Problem requirements:
Copy out the items word for word, from the very beginning through the line containing "828 229 1568 667", including that line.

[Region labeling items]
┌──
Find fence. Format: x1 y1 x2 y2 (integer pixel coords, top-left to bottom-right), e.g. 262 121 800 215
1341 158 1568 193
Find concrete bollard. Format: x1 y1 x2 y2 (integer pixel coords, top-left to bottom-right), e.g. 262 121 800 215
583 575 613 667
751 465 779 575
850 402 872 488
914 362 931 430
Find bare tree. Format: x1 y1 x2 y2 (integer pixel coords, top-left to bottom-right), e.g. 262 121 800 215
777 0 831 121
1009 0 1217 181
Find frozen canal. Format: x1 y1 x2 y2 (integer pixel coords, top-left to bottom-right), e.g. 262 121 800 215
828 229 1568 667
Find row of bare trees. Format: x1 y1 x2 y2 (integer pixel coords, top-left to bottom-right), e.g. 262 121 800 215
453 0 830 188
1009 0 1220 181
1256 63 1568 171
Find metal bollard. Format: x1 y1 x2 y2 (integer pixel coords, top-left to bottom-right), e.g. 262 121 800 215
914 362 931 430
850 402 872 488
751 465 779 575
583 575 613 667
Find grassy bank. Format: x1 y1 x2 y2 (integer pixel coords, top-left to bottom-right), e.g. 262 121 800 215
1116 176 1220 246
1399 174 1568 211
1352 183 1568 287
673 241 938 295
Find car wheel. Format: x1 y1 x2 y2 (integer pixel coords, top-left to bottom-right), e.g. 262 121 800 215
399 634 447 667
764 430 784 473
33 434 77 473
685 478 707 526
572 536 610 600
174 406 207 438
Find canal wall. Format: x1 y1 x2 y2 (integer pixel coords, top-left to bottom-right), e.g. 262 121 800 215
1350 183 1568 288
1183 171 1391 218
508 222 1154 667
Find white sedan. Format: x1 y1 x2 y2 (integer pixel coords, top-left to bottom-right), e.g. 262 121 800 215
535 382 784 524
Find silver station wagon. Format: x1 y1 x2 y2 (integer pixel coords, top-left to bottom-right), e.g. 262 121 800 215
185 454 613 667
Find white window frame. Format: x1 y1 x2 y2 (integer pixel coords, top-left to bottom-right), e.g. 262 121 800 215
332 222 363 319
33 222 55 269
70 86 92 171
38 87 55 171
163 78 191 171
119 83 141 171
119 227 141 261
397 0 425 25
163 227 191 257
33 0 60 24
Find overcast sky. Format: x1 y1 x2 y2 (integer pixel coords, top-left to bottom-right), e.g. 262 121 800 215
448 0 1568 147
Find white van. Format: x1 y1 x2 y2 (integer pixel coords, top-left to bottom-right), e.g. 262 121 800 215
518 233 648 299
└──
Answer below:
Find fence. Format: x1 y1 x2 y2 (integer pixel coords, top-left to bottom-right), e.g. 262 121 800 215
1341 158 1568 193
Find concrete bollard. Format: x1 y1 x2 y2 (integer pixel coords, top-left to bottom-right), e.g. 262 121 800 215
583 575 613 667
751 465 779 575
850 402 872 488
914 362 931 430
Find bare tree. Format: x1 y1 x2 y2 (integer pixel coords, top-left to bottom-right), e.g. 262 121 800 215
777 0 831 121
1009 0 1217 181
Find frozen canal. Format: x1 y1 x2 y2 (integer pixel coords, top-left to bottom-right), e.g. 262 121 800 215
828 229 1568 667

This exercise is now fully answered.